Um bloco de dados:
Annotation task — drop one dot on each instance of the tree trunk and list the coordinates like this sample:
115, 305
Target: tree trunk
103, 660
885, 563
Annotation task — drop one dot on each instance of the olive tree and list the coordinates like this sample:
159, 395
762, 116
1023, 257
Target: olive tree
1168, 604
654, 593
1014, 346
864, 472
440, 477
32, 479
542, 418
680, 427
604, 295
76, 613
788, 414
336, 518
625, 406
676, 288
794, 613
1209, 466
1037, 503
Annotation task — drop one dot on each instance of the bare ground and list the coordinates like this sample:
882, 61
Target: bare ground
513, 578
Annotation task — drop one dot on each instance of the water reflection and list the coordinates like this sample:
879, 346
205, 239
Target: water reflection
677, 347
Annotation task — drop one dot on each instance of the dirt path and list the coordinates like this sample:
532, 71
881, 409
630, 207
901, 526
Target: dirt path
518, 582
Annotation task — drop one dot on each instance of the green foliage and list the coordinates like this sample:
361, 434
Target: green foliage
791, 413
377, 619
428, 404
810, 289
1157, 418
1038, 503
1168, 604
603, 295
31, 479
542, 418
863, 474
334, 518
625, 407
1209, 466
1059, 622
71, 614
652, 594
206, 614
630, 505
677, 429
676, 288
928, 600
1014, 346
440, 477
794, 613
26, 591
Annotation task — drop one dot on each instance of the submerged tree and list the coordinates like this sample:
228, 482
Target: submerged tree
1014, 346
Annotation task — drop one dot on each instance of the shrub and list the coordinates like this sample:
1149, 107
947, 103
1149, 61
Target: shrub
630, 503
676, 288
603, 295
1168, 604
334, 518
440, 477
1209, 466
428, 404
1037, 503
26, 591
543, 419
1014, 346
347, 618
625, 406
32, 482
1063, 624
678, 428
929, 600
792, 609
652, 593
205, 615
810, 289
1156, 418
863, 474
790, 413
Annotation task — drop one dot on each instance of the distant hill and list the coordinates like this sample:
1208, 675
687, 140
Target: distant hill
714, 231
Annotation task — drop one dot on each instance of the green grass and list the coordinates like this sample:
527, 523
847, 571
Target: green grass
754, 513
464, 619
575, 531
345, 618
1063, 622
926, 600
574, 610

Requisito — Copie fielmente todas as linhas do material acima, do início ao fim, sem nenhuma alteração.

Resposta correta —
Annotation task — drop one dot on each instance of the tree trunk and list the coordinates like this sample:
115, 305
Target: tree trunk
103, 660
885, 563
Annotation task — drop one dot on each instance of the olive tree and list the coordinates like this sample:
159, 395
762, 116
1023, 257
Target: olive tree
1168, 604
654, 593
1014, 346
864, 472
440, 477
32, 479
542, 418
680, 427
604, 295
76, 613
788, 414
336, 518
625, 406
676, 288
794, 613
1209, 466
1037, 503
Annotation task — drop one dot on each instance of the bare ground and list the coordinates like this sample:
882, 61
Target: bare ground
513, 578
Annotation task — drop one dot on each instance of the water reflection and list the coordinates like this sample:
879, 346
205, 239
Target: water reflection
677, 347
Annotation task — drop one dot on each instance of the dirt path and list the coordinates like this sample:
532, 71
881, 409
630, 207
901, 526
Target: dirt path
518, 582
Annotation task — drop one dot on each instance of the green foliage and list the coordinates like this sample:
361, 434
Target: green foliage
791, 413
377, 619
428, 404
810, 289
1157, 418
1038, 503
1168, 604
603, 295
31, 479
542, 418
863, 474
334, 518
625, 407
1209, 466
1059, 622
71, 614
652, 594
206, 614
630, 505
677, 429
676, 288
928, 600
1014, 346
440, 477
794, 613
26, 591
Annotation task — drop one dot on each instance of the submerged tree and list the coordinates like this sample:
228, 482
Target: submerged tree
1014, 346
Annotation task — drop one dot on each instance of the shrub and list the coordinates like this sample:
1149, 107
947, 103
1149, 61
Target: shrub
630, 503
676, 288
603, 295
1168, 604
334, 518
440, 477
1209, 466
428, 404
1037, 503
26, 591
543, 419
1014, 346
347, 618
625, 406
32, 482
1063, 624
678, 428
929, 600
792, 609
652, 593
205, 615
810, 289
1156, 418
863, 474
790, 413
Annotation task — drop one dot on each instance of the distant hill and list the coordinates like this sample:
1208, 675
687, 140
Target: distant hill
714, 231
Annotation task — drop one dot on each instance of the green grass and list the coordinates like this sample:
527, 523
847, 571
Target: green grass
754, 513
464, 619
575, 531
345, 618
1063, 622
926, 600
574, 610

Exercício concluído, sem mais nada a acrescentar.